** start Data for this task **

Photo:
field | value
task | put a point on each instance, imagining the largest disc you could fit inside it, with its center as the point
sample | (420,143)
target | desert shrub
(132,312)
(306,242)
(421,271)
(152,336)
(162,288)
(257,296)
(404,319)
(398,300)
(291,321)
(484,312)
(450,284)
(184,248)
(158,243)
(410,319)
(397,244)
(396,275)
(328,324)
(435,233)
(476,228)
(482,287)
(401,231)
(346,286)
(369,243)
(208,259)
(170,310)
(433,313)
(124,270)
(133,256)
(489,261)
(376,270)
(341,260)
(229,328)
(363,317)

** end Data for this task **

* What is expected *
Please rewrite the data above as a numbered list, leaving out any blank lines.

* Answer to the problem *
1. Photo:
2. field | value
3. task | put a point on each instance, imagining the largest disc you could fit inside it, with its center as the point
4. sample | (420,143)
5. target | desert shrub
6. (132,312)
7. (306,242)
8. (421,271)
9. (152,336)
10. (162,288)
11. (257,296)
12. (404,319)
13. (398,300)
14. (291,321)
15. (484,312)
16. (450,284)
17. (184,248)
18. (158,243)
19. (410,319)
20. (397,244)
21. (396,275)
22. (328,324)
23. (435,233)
24. (476,228)
25. (482,287)
26. (401,231)
27. (346,286)
28. (369,243)
29. (208,259)
30. (170,310)
31. (433,313)
32. (124,270)
33. (133,256)
34. (489,261)
35. (376,270)
36. (341,260)
37. (229,328)
38. (363,317)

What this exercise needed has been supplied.